◆ **Given problem**
Number every line of the records below in order, skipping any blank lines.
____
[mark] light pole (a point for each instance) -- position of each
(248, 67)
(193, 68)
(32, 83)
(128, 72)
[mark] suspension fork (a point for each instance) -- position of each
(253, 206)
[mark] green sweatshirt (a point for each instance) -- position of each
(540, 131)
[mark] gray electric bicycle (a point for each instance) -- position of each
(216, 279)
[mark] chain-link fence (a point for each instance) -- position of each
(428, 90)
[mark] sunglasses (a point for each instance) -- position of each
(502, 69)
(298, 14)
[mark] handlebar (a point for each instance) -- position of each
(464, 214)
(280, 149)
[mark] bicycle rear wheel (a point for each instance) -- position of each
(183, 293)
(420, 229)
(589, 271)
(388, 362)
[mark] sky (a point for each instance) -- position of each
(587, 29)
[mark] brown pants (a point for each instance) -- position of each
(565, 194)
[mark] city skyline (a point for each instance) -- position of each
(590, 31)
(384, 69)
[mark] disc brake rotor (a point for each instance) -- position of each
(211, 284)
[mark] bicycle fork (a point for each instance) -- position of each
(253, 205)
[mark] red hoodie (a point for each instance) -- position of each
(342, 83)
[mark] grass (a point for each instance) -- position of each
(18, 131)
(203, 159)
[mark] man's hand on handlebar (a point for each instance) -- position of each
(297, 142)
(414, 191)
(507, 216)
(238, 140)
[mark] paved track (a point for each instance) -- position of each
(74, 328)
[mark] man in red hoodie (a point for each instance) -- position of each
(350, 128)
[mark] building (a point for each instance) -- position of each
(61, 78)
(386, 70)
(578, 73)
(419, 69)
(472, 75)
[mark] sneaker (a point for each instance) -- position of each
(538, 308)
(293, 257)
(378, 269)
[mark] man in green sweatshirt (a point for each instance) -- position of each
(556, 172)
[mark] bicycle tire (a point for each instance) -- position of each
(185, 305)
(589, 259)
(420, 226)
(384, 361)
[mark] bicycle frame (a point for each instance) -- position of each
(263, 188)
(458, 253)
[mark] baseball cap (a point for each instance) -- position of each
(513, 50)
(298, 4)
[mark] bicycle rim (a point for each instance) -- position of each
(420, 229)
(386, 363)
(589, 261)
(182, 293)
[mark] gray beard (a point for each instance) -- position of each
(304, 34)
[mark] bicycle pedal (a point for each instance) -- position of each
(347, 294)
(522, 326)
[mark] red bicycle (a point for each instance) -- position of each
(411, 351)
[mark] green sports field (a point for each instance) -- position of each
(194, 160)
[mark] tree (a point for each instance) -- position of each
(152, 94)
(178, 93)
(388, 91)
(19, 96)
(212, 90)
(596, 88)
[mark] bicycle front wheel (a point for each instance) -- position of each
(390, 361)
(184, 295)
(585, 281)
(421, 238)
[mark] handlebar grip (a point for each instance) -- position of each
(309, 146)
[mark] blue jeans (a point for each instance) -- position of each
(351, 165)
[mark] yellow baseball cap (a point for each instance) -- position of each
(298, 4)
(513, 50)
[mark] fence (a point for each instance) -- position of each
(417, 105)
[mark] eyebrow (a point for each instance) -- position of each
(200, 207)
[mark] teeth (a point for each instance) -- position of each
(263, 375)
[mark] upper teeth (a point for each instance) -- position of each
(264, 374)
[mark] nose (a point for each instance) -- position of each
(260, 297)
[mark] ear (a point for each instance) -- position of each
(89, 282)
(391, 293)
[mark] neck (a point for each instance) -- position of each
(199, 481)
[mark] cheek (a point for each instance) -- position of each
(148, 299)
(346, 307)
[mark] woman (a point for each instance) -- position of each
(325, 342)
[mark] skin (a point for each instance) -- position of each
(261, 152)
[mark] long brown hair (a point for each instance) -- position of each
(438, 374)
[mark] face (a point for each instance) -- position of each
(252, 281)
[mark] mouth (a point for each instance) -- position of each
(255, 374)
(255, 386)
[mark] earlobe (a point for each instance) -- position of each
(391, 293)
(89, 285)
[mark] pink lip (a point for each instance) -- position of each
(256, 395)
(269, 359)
____
◆ **Problem solution**
1. [mark] light pole (a point for each instance) -- position of each
2. (248, 67)
3. (193, 68)
4. (32, 83)
5. (128, 72)
6. [mark] suspension fork (a point for each instance) -- position of each
7. (253, 206)
8. [mark] green sweatshirt (a point for each instance) -- position of each
9. (540, 131)
10. [mark] gray electric bicycle (a point for each instance) -- position of each
11. (216, 279)
12. [mark] chain-link fence (a point for each instance) -- position of each
13. (428, 90)
14. [mark] sunglasses (a point for each instance) -- position of each
15. (502, 69)
16. (298, 14)
17. [mark] handlebar (a point for each instance) -- position of each
18. (464, 214)
19. (280, 149)
20. [mark] bicycle rear wheel (a point for each instance) -- position of each
21. (183, 293)
22. (420, 229)
23. (589, 271)
24. (388, 362)
25. [mark] sky (a point for each instance) -- position of each
26. (587, 29)
27. [mark] brown pants (a point for each instance) -- position of each
28. (565, 194)
29. [mark] city skyline (a point for each instance) -- position of each
30. (590, 31)
31. (384, 69)
32. [mark] disc brake rotor (a point for each instance) -- position of each
33. (211, 284)
34. [mark] bicycle fork (a point for each instance) -- position of each
35. (253, 205)
36. [mark] red hoodie (a point for each instance) -- position of each
37. (342, 83)
38. [mark] grass (a point for each instance) -- position of each
39. (18, 131)
40. (203, 159)
41. [mark] man's hand on handlebar (a point for each instance) -- position of each
42. (297, 142)
43. (414, 191)
44. (507, 216)
45. (238, 140)
46. [mark] paved track (a point for each instance) -- position of each
47. (74, 328)
48. [mark] man in red hoodie (a point for each instance) -- position of each
49. (350, 128)
50. [mark] building (a point for each instance) -- position of each
51. (61, 78)
52. (386, 70)
53. (578, 73)
54. (419, 69)
55. (472, 75)
56. [mark] sneaker (a point for each instance) -- position of each
57. (538, 308)
58. (293, 257)
59. (378, 269)
60. [mark] man in green sweatshirt (a point for each instance) -- position of each
61. (556, 172)
62. [mark] bicycle tire (a point for each instance) -- position of each
63. (185, 305)
64. (589, 259)
65. (420, 226)
66. (384, 361)
67. [mark] bicycle frame (a point for each instance) -- position of each
68. (263, 188)
69. (458, 253)
70. [mark] baseball cap (a point for each instance) -- position of each
71. (513, 50)
72. (298, 4)
73. [mark] bicycle rim (a point for each instance) -- position of each
74. (420, 229)
75. (386, 363)
76. (589, 261)
77. (182, 293)
78. [mark] gray beard (a point for each instance) -- position of each
79. (304, 34)
80. [mark] bicycle pedal (a point for each instance) -- position of each
81. (347, 294)
82. (522, 326)
83. [mark] red bicycle (a point for each instance) -- position of each
84. (411, 351)
85. [mark] green sports field (a point for each instance) -- position of each
86. (194, 160)
87. [mark] tree (a point for each instance) -- position of each
88. (152, 94)
89. (178, 93)
90. (388, 91)
91. (19, 96)
92. (212, 90)
93. (596, 88)
94. [mark] bicycle front wheel (a point for each instance) -- position of each
95. (390, 361)
96. (184, 295)
97. (585, 281)
98. (421, 238)
99. [mark] handlebar grip (a point for each instance) -- position of each
100. (309, 146)
101. [mark] blue jeans (a point for each instance) -- position of each
102. (351, 165)
103. [mark] yellow baseball cap (a point for each instance) -- position of each
104. (298, 4)
105. (513, 50)
106. [mark] fence (a point for each instance) -- position of each
107. (417, 105)
108. [mark] eyebrow (a point for each instance) -- position of each
109. (200, 207)
110. [mark] teeth (a point for each instance) -- position of each
111. (263, 375)
112. [mark] upper teeth (a point for each instance) -- position of each
113. (264, 374)
114. [mark] nose (a point for each instance) -- position of each
115. (260, 297)
116. [mark] ear (a point for each instance) -- position of each
117. (89, 282)
118. (391, 293)
119. [mark] neck (a point for each instance) -- position of each
120. (199, 481)
121. [mark] cheek (a point for each instance) -- position of each
122. (148, 299)
123. (346, 307)
124. [mark] woman (a point for each instance) -- position of each
125. (325, 342)
126. [mark] skin (a point for each instance) -- position of each
127. (261, 152)
128. [mark] long brown hair (a point for each instance) -- position of each
129. (438, 374)
130. [mark] face (a point for each instance) -- position of each
131. (252, 281)
132. [mark] mouth (a point for each instance) -- position of each
133. (255, 374)
134. (255, 386)
135. [mark] earlobe (a point for each instance) -- position of each
136. (391, 293)
137. (89, 285)
138. [mark] pink lip (a point for each instance) -- position of each
139. (256, 395)
140. (269, 359)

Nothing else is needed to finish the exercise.